=== LISTED RECORDS ===

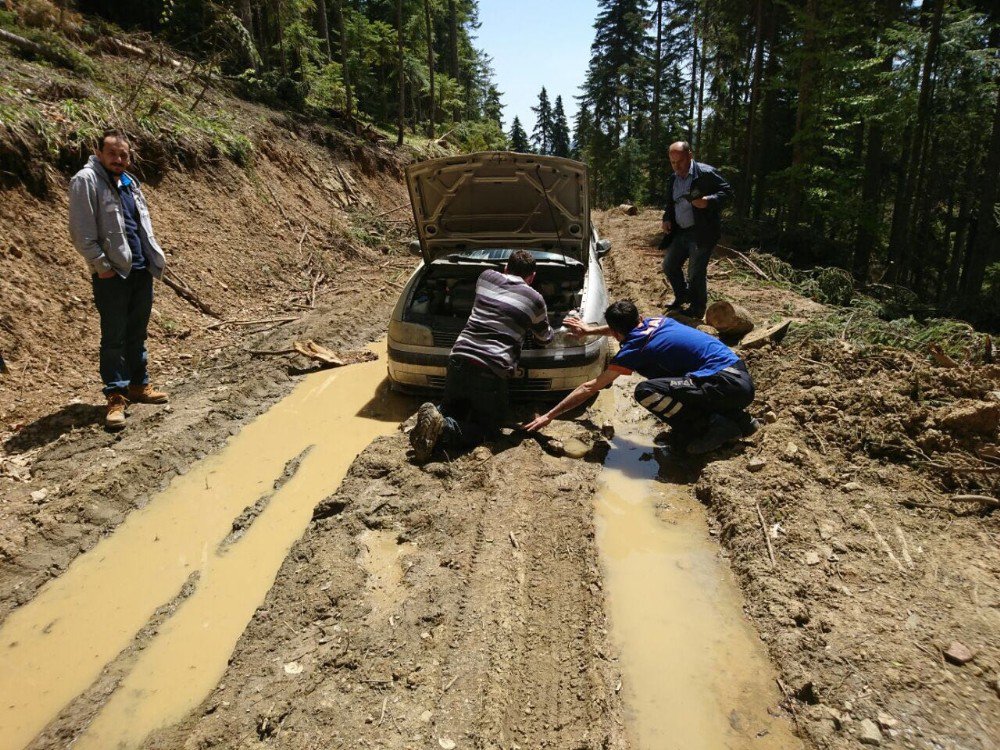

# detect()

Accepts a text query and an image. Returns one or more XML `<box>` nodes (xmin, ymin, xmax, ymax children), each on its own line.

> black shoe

<box><xmin>681</xmin><ymin>307</ymin><xmax>705</xmax><ymax>320</ymax></box>
<box><xmin>410</xmin><ymin>401</ymin><xmax>444</xmax><ymax>463</ymax></box>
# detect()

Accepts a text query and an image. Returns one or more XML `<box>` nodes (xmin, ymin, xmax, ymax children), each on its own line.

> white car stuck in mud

<box><xmin>388</xmin><ymin>152</ymin><xmax>611</xmax><ymax>395</ymax></box>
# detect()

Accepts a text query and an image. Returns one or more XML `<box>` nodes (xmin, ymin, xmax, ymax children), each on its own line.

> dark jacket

<box><xmin>663</xmin><ymin>161</ymin><xmax>733</xmax><ymax>247</ymax></box>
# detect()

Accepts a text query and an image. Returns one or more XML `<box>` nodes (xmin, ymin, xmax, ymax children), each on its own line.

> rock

<box><xmin>858</xmin><ymin>719</ymin><xmax>882</xmax><ymax>745</ymax></box>
<box><xmin>936</xmin><ymin>401</ymin><xmax>1000</xmax><ymax>437</ymax></box>
<box><xmin>875</xmin><ymin>711</ymin><xmax>899</xmax><ymax>729</ymax></box>
<box><xmin>944</xmin><ymin>641</ymin><xmax>976</xmax><ymax>667</ymax></box>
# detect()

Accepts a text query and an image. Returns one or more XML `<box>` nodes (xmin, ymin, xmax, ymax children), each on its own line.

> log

<box><xmin>705</xmin><ymin>300</ymin><xmax>754</xmax><ymax>338</ymax></box>
<box><xmin>739</xmin><ymin>318</ymin><xmax>792</xmax><ymax>349</ymax></box>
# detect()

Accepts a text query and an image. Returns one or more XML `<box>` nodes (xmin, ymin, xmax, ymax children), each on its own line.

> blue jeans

<box><xmin>663</xmin><ymin>228</ymin><xmax>714</xmax><ymax>317</ymax></box>
<box><xmin>439</xmin><ymin>356</ymin><xmax>510</xmax><ymax>450</ymax></box>
<box><xmin>91</xmin><ymin>271</ymin><xmax>153</xmax><ymax>396</ymax></box>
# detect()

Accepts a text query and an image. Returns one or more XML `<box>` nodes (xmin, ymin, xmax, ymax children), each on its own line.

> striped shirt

<box><xmin>451</xmin><ymin>269</ymin><xmax>552</xmax><ymax>378</ymax></box>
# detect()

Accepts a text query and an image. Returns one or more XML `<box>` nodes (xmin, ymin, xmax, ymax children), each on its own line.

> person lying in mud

<box><xmin>410</xmin><ymin>250</ymin><xmax>553</xmax><ymax>462</ymax></box>
<box><xmin>525</xmin><ymin>300</ymin><xmax>760</xmax><ymax>455</ymax></box>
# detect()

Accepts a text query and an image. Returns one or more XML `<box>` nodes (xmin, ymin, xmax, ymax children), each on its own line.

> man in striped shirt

<box><xmin>410</xmin><ymin>250</ymin><xmax>553</xmax><ymax>462</ymax></box>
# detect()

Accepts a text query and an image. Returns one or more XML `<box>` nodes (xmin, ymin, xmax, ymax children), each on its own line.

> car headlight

<box><xmin>389</xmin><ymin>320</ymin><xmax>434</xmax><ymax>346</ymax></box>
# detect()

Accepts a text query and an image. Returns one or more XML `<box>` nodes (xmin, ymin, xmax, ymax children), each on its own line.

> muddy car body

<box><xmin>388</xmin><ymin>152</ymin><xmax>611</xmax><ymax>395</ymax></box>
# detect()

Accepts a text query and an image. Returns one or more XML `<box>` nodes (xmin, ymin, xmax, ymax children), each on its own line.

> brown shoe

<box><xmin>104</xmin><ymin>393</ymin><xmax>128</xmax><ymax>430</ymax></box>
<box><xmin>128</xmin><ymin>383</ymin><xmax>168</xmax><ymax>404</ymax></box>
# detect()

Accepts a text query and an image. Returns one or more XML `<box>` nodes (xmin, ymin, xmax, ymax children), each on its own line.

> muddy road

<box><xmin>0</xmin><ymin>206</ymin><xmax>1000</xmax><ymax>750</ymax></box>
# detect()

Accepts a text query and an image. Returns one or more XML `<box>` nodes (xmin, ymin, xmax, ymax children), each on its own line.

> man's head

<box><xmin>667</xmin><ymin>141</ymin><xmax>694</xmax><ymax>177</ymax></box>
<box><xmin>504</xmin><ymin>250</ymin><xmax>535</xmax><ymax>284</ymax></box>
<box><xmin>604</xmin><ymin>299</ymin><xmax>640</xmax><ymax>341</ymax></box>
<box><xmin>94</xmin><ymin>130</ymin><xmax>132</xmax><ymax>175</ymax></box>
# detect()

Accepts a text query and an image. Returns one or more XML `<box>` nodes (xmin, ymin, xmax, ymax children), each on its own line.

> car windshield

<box><xmin>448</xmin><ymin>247</ymin><xmax>580</xmax><ymax>265</ymax></box>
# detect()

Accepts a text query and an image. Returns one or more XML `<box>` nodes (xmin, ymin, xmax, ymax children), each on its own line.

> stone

<box><xmin>875</xmin><ymin>711</ymin><xmax>899</xmax><ymax>729</ymax></box>
<box><xmin>944</xmin><ymin>641</ymin><xmax>976</xmax><ymax>667</ymax></box>
<box><xmin>858</xmin><ymin>719</ymin><xmax>882</xmax><ymax>746</ymax></box>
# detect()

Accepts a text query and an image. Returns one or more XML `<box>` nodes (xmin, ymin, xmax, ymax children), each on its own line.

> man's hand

<box><xmin>563</xmin><ymin>318</ymin><xmax>591</xmax><ymax>339</ymax></box>
<box><xmin>524</xmin><ymin>414</ymin><xmax>552</xmax><ymax>432</ymax></box>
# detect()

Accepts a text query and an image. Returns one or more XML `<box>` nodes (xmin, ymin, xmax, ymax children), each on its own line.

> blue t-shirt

<box><xmin>611</xmin><ymin>317</ymin><xmax>740</xmax><ymax>378</ymax></box>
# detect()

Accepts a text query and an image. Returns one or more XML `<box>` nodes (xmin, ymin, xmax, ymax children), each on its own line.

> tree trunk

===

— DESCRIPTION OF THE TASK —
Count the lines in the listing above that contain the string "shirt", matching case exactly. Give only the number.

— THE SOLUTION —
3